§ **Passage for review**:
Pakistani politician (d. 1987)

Mir Ali Ahmed Khan Talpur (died 5 April 1987) was a Pakistani politician who served as the 15th defence minister of Pakistan from 1978 to 1985 in the government of general Zia-ul-Haq. Prior to his appointment as defence minister, he served as agriculture and food minister in East Pakistan from 1955 to 56.

== Biography ==
Mir Sahib was born on 31 August 1915 in his hometown Tando Mir Mahmood Hyderabad, Sindh in the house of Mir Nabi Bakhsh Khan Talpur. He started his political career when he joined Jamiat Ulema-e-Hind in 1936. Later in 1939, he joined Khaksar movement when Inayatullah Khan Mashriqi invited him. When Mashriqui was imprisoned in 1941, Talpur was elected as the acting head of the movement for the 22 months. However, in 1944 he disassociated himself from the movement after Allama wrote a letter to him concerning his role in forming Fidayeen-e-Ameer (Islamic military organisation) in Sindh against the movement, and he subsequently joined the Indian National Congress to participate in the Indian independence movement. He allegedly opposed the partition of India. When Pakistan was formed as a sovereign state in 1947, he was imprisoned for six months under court-martial law.

§ **Task objective**: Can you update the Talpur biography, starting at the words "Pakistani politician (d." and stopping after "1955 to 56.", with "agriculture and food minister" changed to "food and agriculture minister"? The material isn't needed here.

§ **Dataset extract**:
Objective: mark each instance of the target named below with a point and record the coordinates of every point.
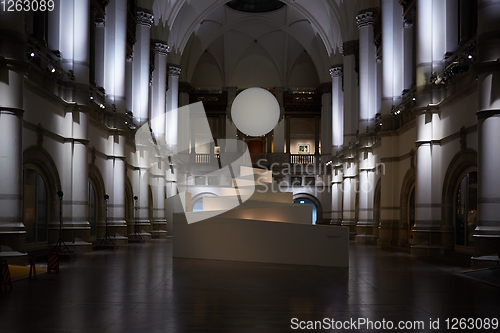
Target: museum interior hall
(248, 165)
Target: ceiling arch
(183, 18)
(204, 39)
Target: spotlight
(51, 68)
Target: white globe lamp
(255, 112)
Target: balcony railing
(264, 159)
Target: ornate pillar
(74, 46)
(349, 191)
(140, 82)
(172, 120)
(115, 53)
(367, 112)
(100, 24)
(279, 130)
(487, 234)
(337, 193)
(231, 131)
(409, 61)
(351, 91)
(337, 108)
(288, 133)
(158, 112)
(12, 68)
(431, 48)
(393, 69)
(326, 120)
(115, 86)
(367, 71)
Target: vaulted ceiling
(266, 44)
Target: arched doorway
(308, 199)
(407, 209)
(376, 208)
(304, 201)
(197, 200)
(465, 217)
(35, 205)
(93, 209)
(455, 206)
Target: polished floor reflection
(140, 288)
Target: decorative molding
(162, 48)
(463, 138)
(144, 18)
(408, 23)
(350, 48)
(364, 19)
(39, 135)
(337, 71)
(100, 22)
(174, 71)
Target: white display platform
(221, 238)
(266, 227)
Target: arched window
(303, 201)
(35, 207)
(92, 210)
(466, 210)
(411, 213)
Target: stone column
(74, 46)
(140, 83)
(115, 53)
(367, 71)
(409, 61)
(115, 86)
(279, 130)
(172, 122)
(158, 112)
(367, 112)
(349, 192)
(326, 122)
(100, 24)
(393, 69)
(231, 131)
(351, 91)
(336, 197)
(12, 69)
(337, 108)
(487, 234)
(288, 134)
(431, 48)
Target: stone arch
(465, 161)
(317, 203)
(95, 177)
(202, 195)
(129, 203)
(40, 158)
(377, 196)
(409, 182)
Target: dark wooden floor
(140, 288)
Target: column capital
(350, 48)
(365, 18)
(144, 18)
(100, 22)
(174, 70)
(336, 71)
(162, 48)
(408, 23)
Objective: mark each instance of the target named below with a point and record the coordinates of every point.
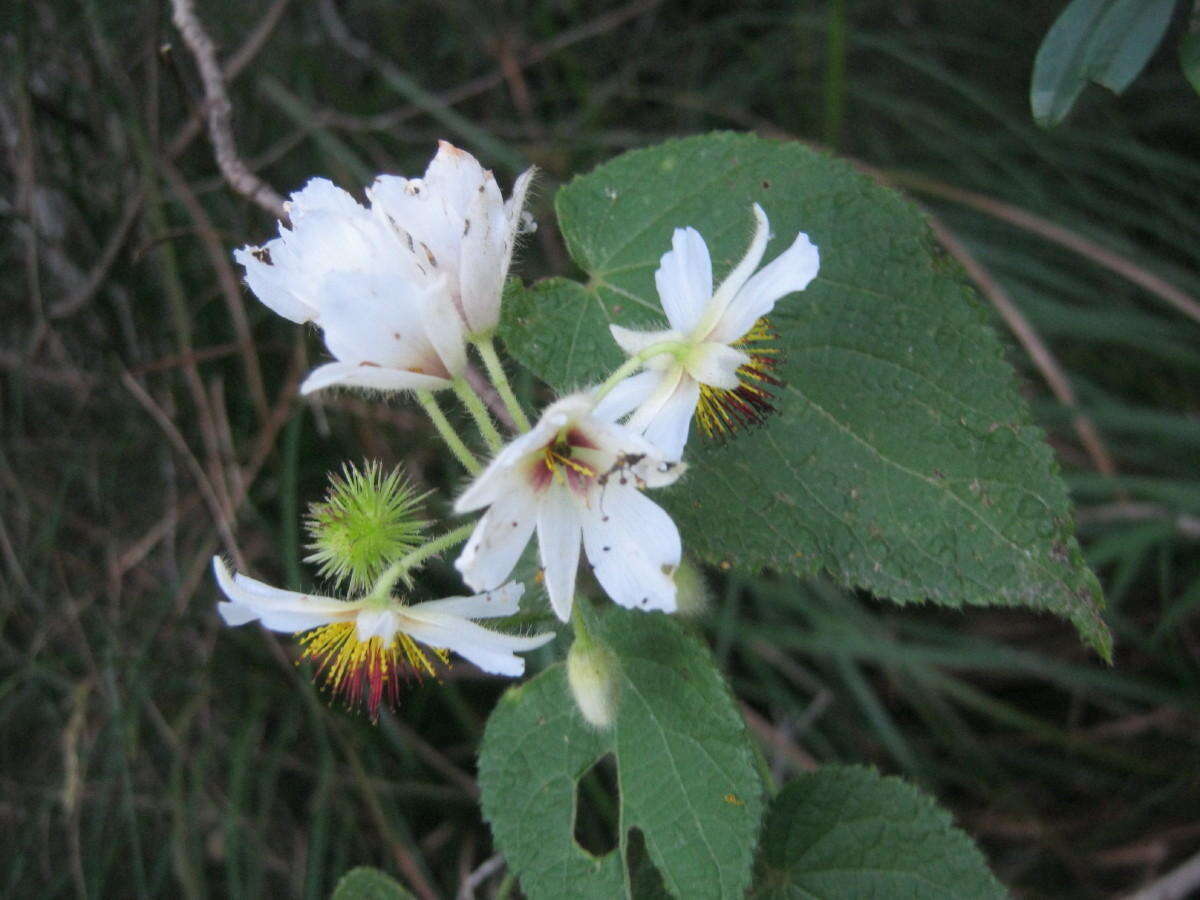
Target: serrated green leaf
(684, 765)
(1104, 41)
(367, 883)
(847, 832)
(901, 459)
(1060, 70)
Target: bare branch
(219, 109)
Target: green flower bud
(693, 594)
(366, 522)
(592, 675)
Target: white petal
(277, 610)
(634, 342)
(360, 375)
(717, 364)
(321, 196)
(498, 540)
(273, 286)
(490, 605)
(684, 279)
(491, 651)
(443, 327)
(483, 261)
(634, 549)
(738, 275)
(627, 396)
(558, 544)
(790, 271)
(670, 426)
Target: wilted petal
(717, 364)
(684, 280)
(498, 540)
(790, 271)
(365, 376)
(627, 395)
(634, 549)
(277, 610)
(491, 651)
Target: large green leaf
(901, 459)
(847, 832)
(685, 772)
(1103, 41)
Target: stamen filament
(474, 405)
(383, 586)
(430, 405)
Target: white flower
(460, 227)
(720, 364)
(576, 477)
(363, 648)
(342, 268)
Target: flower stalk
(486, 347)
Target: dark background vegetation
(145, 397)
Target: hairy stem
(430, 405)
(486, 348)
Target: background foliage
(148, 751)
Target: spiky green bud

§ **Reply to the exercise**:
Pakistani politician (d. 1987)

Mir Ali Ahmed Khan Talpur (died 5 April 1987) was a Pakistani politician who served as the 15th defence minister of Pakistan from 1978 to 1985 in the government of general Zia-ul-Haq. Prior to his appointment as defence minister, he served as food and agriculture minister in East Pakistan from 1955 to 56.